— WHAT YOU WILL DO —
Render the part of the listing from the line containing "Phrase -- french door glass pane" through the end of the listing as a Markdown table with two columns, Row and Line. Number the lines in Row and leave out any blank lines.

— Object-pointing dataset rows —
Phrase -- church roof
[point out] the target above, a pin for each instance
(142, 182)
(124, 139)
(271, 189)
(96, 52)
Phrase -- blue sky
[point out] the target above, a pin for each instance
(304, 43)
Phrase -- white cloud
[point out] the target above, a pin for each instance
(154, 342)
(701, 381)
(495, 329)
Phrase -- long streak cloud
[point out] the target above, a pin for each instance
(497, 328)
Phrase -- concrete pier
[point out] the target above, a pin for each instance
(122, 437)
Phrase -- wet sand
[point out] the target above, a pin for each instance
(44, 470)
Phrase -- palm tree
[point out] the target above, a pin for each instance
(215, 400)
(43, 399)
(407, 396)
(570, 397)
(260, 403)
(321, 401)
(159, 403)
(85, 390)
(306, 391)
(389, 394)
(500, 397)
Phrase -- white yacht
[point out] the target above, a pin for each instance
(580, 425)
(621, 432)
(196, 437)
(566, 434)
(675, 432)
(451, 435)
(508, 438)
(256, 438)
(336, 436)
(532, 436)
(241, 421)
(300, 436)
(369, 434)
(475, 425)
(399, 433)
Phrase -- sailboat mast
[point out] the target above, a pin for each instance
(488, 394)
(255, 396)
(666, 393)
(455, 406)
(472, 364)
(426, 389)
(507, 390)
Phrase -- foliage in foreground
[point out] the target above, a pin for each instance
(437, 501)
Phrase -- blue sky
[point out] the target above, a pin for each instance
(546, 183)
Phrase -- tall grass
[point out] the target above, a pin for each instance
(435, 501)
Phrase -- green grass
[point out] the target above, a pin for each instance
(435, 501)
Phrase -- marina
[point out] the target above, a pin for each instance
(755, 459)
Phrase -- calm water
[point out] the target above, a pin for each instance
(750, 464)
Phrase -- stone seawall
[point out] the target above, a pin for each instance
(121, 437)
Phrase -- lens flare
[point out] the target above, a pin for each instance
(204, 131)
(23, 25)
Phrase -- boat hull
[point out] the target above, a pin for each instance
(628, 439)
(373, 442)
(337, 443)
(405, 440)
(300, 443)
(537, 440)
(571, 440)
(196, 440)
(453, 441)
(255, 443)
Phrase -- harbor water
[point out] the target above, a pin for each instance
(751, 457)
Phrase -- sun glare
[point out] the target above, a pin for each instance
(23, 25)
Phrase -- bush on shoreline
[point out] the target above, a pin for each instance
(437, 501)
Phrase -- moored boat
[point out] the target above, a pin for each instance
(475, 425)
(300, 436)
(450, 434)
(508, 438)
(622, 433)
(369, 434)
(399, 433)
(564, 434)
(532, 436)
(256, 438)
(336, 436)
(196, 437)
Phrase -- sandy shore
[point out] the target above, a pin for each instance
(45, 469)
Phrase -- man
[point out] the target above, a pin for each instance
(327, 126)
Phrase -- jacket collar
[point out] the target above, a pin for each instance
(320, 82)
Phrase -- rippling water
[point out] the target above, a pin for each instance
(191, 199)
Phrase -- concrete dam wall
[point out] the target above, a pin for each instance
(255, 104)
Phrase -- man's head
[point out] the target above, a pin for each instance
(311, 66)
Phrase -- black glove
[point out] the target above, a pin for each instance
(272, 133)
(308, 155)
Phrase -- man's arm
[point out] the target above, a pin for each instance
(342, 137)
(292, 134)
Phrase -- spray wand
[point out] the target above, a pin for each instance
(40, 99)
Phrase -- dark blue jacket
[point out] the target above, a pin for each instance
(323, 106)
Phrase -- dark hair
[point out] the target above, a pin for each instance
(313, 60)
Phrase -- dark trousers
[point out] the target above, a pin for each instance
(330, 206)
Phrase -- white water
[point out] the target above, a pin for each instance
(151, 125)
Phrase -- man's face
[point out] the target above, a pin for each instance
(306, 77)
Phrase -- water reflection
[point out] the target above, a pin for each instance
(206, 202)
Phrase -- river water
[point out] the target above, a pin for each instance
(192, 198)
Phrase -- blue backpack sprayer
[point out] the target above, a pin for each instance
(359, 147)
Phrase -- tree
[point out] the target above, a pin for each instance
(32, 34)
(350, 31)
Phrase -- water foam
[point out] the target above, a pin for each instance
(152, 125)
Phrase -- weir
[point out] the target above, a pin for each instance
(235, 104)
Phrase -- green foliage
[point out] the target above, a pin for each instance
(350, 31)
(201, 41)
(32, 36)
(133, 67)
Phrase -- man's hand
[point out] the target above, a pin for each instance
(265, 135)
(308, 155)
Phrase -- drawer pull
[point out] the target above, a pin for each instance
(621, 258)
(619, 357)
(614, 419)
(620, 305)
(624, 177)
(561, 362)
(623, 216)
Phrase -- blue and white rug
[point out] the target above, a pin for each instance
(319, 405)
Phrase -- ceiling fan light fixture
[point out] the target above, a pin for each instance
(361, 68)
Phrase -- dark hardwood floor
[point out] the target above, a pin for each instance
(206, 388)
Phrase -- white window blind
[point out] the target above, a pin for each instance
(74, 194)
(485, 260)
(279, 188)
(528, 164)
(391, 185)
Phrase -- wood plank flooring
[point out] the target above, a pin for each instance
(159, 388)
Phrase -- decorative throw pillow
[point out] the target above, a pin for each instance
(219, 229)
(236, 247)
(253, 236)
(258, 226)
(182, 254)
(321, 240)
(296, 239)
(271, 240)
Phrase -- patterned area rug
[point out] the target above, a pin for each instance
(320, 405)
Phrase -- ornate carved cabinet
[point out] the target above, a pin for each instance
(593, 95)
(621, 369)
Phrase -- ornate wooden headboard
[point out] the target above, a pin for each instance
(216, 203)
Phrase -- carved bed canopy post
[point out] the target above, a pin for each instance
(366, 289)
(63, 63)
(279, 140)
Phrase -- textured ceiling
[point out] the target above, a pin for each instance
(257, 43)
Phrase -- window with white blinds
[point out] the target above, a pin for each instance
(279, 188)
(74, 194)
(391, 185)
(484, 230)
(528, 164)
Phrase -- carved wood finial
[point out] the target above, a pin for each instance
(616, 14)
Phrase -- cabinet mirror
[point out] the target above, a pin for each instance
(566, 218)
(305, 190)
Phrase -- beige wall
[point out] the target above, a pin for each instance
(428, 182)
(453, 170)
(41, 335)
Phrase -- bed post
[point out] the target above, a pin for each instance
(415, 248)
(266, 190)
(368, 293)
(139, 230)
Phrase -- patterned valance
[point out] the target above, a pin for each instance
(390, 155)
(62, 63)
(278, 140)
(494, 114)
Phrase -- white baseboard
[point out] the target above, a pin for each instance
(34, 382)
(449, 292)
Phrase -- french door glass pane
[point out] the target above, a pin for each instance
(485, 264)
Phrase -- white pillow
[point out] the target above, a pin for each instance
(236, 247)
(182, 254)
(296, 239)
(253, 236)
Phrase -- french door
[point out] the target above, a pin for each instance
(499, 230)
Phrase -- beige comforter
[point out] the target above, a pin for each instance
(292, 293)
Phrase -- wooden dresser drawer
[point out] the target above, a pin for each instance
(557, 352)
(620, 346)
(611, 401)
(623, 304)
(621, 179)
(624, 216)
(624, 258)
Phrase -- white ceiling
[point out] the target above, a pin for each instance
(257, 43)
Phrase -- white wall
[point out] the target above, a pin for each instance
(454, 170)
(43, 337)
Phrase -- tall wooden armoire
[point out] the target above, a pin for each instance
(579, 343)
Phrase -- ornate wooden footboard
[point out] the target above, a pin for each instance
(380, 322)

— RESULT BELOW —
| Row | Line |
|---|---|
| 1 | Phrase -- french door glass pane |
| 2 | [point out] the target above, a pin for each instance |
| 3 | (485, 264) |
| 4 | Phrase -- white pillow |
| 5 | [point out] the target above, a pin for each instance |
| 6 | (236, 247) |
| 7 | (182, 254) |
| 8 | (296, 239) |
| 9 | (253, 236) |
| 10 | Phrase -- french door |
| 11 | [point out] the target above, a pin for each instance |
| 12 | (499, 230) |
| 13 | Phrase -- beige comforter |
| 14 | [point out] the target above, a pin for each instance |
| 15 | (292, 293) |
| 16 | Phrase -- wooden dresser drawer |
| 17 | [point out] the target above, a pin for each instance |
| 18 | (557, 352) |
| 19 | (620, 346) |
| 20 | (611, 401) |
| 21 | (623, 304) |
| 22 | (621, 179) |
| 23 | (624, 216) |
| 24 | (624, 258) |
| 25 | Phrase -- white ceiling |
| 26 | [point out] the target above, a pin for each instance |
| 27 | (257, 43) |
| 28 | Phrase -- white wall |
| 29 | [point out] the target above, a pin for each instance |
| 30 | (454, 170) |
| 31 | (43, 337) |
| 32 | Phrase -- tall wooden armoire |
| 33 | [point out] the target above, a pin for each instance |
| 34 | (579, 343) |
| 35 | Phrase -- ornate wooden footboard |
| 36 | [point out] the target above, a pin for each instance |
| 37 | (380, 322) |